BEGIN DATA PROVIDED

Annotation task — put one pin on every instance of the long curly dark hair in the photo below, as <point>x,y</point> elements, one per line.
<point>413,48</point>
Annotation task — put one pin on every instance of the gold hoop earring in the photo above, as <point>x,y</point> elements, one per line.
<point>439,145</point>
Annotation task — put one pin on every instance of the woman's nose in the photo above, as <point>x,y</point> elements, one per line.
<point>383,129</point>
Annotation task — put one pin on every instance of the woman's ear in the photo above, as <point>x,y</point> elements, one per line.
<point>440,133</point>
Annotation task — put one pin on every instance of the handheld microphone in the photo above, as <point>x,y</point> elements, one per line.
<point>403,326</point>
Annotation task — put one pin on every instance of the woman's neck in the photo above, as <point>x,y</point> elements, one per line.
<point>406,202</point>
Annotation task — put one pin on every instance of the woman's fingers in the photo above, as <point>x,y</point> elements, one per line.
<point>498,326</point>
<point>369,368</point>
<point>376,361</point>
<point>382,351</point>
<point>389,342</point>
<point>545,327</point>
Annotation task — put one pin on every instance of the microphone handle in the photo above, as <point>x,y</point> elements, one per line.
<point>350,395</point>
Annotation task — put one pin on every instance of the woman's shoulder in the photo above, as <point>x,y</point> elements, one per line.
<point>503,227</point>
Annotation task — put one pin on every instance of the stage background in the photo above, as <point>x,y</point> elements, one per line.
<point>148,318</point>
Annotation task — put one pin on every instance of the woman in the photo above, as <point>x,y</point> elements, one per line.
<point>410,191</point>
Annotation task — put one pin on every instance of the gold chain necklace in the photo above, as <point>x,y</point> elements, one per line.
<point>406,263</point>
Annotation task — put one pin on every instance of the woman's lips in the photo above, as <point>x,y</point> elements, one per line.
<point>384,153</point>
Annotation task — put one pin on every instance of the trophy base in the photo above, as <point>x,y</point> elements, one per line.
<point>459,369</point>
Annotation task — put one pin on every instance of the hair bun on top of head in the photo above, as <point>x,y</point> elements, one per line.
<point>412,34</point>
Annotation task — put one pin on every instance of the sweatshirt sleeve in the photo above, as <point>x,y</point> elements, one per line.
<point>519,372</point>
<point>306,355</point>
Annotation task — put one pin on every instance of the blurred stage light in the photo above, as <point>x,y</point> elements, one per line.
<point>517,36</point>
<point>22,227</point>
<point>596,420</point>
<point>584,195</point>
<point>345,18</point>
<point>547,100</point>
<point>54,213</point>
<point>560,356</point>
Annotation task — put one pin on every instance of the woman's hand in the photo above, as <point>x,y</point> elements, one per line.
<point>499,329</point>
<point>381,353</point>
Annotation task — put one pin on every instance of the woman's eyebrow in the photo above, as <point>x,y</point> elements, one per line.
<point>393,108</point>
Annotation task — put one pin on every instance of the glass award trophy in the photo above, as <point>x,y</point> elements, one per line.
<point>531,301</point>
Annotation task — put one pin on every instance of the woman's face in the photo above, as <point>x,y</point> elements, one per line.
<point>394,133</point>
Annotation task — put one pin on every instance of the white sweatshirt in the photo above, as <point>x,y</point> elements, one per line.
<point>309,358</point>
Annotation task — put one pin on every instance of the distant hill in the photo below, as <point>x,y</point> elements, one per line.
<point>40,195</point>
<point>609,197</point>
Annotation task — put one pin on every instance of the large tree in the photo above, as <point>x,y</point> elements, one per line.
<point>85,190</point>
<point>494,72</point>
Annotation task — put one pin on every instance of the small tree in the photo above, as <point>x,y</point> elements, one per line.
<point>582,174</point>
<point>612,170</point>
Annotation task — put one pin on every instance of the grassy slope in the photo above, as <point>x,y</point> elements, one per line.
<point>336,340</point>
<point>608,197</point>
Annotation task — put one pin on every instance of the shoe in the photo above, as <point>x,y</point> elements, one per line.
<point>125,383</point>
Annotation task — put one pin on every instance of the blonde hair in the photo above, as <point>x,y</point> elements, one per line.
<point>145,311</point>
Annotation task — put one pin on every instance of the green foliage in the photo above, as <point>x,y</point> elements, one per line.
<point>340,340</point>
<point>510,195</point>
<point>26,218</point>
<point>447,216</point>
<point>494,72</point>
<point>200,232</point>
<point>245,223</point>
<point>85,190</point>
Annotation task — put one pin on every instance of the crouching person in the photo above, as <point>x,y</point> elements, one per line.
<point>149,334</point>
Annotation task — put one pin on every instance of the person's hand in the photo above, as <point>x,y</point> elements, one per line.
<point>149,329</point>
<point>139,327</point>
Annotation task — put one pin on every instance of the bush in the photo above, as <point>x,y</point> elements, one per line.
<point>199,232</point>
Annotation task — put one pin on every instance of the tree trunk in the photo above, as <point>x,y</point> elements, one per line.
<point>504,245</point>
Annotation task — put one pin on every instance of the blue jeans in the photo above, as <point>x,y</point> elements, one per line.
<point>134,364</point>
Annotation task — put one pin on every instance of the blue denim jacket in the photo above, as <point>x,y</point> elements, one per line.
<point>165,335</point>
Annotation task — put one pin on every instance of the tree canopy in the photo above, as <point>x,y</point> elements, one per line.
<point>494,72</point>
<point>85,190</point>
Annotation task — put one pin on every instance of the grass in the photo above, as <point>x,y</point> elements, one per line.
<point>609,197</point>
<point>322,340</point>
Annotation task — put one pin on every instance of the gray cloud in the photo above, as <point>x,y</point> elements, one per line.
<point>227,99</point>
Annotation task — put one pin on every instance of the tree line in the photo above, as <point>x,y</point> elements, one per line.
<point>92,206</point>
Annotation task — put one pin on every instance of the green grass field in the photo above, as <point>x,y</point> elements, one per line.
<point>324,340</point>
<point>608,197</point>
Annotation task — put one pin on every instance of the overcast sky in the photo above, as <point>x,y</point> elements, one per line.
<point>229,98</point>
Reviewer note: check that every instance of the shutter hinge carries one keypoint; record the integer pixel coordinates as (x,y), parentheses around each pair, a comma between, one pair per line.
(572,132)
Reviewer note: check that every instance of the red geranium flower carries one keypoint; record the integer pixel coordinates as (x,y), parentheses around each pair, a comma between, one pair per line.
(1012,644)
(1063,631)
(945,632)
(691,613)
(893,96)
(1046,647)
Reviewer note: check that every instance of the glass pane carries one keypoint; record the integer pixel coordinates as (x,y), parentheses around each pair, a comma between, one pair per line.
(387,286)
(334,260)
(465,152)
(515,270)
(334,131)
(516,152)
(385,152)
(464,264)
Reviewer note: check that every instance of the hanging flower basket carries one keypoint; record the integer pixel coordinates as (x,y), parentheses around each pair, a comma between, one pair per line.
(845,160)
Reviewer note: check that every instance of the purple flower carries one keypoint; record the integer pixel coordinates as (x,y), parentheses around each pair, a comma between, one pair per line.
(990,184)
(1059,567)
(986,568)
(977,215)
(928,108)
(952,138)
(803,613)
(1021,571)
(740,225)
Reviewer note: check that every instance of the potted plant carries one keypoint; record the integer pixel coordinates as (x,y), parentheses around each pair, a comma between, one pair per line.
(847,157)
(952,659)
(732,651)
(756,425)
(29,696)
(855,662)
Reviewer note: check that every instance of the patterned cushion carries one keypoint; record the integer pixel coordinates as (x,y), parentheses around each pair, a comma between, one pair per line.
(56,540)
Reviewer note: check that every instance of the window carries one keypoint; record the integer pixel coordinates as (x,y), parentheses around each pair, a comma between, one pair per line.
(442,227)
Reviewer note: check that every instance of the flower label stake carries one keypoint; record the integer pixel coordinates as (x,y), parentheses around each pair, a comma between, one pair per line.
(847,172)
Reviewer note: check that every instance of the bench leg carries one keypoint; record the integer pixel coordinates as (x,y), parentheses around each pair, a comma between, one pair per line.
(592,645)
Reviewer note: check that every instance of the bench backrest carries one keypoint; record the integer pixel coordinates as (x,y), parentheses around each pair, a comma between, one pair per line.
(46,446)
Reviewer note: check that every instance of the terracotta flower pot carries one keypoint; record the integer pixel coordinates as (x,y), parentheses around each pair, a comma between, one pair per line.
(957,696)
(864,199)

END DATA PROVIDED

[EXERCISE BRIEF]
Your answer should be the lines from the one containing "Reviewer note: check that every instance of the bench backrest" through the end of the records, both included, output exactly and with nothing added.

[EXPECTED OUTPUT]
Reviewer note: check that every instance of the bench backrest carries one keypoint; record the integer pixel coordinates as (x,y), parentheses around each pair, a comma between, one pair per line.
(46,446)
Reviewer note: check that every instance of the terracotta flower pot carries one keypoint; record the integer pixel coordinates as (x,y), parentheses around each pair, a comma between, one pair per line.
(957,696)
(864,199)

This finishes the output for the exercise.